■ WHAT YOU HAVE TO DO
Reproduce word for word the rows starting at the line containing "Every instance of the eroded" and ending at the line containing "<point>298,456</point>".

-- BEGIN INPUT DATA --

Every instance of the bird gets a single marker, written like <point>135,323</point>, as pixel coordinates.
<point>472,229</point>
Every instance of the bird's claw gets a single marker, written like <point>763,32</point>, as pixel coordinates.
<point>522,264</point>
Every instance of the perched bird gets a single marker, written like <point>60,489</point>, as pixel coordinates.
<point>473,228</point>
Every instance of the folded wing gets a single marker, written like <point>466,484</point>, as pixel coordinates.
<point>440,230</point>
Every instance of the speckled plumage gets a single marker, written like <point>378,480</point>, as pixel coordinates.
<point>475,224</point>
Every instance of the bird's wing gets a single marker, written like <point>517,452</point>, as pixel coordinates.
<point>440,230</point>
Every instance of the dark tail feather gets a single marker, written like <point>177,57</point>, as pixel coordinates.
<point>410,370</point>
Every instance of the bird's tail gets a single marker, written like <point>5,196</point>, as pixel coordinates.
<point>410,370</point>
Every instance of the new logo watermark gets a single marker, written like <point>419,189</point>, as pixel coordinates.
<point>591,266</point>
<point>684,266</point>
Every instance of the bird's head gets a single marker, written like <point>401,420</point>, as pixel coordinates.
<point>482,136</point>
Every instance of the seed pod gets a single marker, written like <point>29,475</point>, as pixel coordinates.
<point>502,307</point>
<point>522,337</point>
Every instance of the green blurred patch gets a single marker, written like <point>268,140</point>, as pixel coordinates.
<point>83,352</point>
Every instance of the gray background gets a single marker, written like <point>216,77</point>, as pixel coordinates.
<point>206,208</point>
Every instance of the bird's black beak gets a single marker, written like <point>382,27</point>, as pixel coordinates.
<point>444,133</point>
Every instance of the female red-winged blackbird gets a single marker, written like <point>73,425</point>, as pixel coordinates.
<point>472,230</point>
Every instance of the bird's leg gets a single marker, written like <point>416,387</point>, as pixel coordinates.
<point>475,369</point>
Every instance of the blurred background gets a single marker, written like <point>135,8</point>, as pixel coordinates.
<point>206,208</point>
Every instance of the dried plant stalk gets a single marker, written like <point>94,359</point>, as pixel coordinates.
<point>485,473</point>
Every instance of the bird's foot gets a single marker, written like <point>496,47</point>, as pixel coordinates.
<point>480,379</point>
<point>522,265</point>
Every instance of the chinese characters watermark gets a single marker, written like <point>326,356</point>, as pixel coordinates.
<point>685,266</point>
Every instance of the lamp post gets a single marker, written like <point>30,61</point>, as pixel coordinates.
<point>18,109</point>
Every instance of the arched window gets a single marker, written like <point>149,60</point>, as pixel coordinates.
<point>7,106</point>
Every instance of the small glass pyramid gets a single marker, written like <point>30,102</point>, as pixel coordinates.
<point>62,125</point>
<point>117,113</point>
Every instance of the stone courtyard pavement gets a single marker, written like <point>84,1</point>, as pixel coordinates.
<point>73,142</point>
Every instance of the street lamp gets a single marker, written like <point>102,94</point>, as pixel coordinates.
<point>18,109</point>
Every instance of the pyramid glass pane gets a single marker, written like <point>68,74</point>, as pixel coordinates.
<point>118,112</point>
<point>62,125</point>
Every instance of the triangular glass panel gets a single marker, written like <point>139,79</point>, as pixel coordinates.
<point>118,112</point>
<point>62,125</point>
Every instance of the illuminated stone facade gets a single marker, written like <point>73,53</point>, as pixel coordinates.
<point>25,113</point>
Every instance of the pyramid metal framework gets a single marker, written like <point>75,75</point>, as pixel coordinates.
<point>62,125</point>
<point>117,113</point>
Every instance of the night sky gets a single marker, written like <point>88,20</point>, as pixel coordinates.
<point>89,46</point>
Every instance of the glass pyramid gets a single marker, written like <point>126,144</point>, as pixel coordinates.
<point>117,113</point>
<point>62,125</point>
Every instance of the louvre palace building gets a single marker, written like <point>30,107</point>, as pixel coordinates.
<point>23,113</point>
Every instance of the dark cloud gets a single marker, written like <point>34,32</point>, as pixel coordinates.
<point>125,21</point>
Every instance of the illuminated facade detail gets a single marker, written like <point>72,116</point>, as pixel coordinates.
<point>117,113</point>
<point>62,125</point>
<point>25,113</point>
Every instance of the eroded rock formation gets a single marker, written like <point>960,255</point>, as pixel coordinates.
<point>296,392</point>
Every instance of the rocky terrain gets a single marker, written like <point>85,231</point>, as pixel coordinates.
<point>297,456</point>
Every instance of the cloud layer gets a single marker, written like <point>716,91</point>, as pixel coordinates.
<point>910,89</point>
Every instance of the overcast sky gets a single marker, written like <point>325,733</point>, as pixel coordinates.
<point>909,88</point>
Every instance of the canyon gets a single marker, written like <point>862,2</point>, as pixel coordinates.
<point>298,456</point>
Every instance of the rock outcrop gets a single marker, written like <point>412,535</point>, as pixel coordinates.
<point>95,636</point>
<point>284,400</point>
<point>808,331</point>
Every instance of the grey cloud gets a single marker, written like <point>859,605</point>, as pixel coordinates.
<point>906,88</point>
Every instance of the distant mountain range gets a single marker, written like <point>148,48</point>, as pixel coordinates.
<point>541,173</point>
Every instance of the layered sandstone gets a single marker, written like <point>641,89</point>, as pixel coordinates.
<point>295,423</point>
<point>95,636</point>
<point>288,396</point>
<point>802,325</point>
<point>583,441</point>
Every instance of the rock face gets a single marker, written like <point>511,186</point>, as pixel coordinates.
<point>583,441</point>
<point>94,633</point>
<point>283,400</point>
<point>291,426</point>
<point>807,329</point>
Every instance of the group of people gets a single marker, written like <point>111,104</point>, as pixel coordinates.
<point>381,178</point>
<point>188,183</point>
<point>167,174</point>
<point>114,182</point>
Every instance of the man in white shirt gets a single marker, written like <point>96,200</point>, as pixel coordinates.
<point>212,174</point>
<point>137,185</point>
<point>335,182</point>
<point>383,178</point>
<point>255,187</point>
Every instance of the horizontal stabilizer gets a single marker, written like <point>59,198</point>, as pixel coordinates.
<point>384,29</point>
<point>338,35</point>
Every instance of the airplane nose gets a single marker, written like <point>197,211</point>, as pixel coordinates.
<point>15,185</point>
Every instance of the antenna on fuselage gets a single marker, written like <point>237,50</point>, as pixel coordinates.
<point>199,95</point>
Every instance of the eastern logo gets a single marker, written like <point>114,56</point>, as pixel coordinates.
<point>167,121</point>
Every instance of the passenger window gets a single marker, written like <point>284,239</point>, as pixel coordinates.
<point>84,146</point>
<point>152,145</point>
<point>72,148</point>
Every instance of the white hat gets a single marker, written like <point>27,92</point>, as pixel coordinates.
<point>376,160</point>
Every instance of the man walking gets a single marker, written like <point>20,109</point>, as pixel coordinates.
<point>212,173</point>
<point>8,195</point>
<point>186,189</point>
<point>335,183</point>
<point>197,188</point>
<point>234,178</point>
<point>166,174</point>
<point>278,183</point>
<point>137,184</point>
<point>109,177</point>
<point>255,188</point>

-- END INPUT DATA --

■ THE COMPLETED TASK
Every instance of the eroded rock formation gets a single marker, written like <point>960,255</point>, as pixel coordinates.
<point>296,392</point>
Every instance of the rocky terrain gets a single marker, written like <point>85,231</point>, as pixel coordinates.
<point>297,456</point>
Every instance of the cloud layer gets a single marker, written like <point>716,91</point>, as pixel coordinates.
<point>910,89</point>
Every instance of the overcast sky gets a single marker, written like <point>325,733</point>, as pixel coordinates.
<point>909,88</point>
Every instance of the canyon gets a single marker, written like <point>862,2</point>, as pixel coordinates.
<point>298,456</point>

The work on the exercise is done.